**Written request:** Rewrite the records from the line with "Q: Where is a point on each instance of the sandy" to the line with "x=224, y=68", replacing "ridged horn" with "curved horn" and keeping everything else unchanged. Return only those lines.

── Excerpted records

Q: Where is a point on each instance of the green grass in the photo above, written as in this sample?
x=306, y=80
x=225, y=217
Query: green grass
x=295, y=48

────
── Excerpted records

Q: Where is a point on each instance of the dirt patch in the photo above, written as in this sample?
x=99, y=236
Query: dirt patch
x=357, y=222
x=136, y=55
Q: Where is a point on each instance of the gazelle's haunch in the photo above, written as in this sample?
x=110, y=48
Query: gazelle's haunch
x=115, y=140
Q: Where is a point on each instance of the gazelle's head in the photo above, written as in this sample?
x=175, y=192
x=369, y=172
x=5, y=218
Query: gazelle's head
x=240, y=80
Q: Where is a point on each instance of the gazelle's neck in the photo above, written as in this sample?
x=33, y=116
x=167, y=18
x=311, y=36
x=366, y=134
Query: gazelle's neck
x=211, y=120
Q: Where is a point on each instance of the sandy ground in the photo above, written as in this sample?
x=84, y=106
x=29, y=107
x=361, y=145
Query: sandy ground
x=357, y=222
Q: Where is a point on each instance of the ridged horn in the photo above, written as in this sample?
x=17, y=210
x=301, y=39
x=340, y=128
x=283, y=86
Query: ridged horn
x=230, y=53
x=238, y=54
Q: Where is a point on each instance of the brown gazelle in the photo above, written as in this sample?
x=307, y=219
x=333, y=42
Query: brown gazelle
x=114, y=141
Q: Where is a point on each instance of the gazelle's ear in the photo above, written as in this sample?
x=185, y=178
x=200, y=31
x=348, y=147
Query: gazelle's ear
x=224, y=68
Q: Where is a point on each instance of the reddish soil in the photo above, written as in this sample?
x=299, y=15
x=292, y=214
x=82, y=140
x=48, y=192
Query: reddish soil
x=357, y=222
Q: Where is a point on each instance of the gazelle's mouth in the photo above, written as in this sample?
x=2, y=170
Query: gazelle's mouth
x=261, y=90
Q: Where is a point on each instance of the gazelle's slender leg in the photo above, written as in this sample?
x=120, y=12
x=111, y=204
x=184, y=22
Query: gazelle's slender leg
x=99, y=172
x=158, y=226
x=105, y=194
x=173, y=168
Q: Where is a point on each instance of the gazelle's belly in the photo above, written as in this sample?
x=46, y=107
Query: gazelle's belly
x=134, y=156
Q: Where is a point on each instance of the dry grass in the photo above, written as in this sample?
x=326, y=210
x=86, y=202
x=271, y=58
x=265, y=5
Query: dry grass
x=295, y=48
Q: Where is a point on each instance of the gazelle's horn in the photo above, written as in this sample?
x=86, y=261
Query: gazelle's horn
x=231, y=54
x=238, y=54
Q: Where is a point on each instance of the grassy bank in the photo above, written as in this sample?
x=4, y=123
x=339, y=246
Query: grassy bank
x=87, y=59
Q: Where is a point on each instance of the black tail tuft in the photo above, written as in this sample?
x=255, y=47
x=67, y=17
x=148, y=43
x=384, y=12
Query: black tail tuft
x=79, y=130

────

**Full output:**
Q: Where is a point on each instance of the sandy ground in the photo above, written as in this sample?
x=84, y=106
x=29, y=107
x=361, y=145
Query: sandy ground
x=357, y=222
Q: Where is a point on each instance of the curved horn in the photo above, written as in this sample?
x=17, y=210
x=301, y=39
x=340, y=128
x=283, y=86
Query: curved horn
x=230, y=53
x=238, y=54
Q: Where is a point on each instance of the brown gazelle in the photo above, written as in this sample?
x=307, y=219
x=333, y=42
Query: brown gazelle
x=114, y=141
Q: Where is a point on each instance of the gazelle's ear in the photo above, written as in this sample?
x=185, y=178
x=200, y=31
x=348, y=147
Query: gazelle's ear
x=224, y=68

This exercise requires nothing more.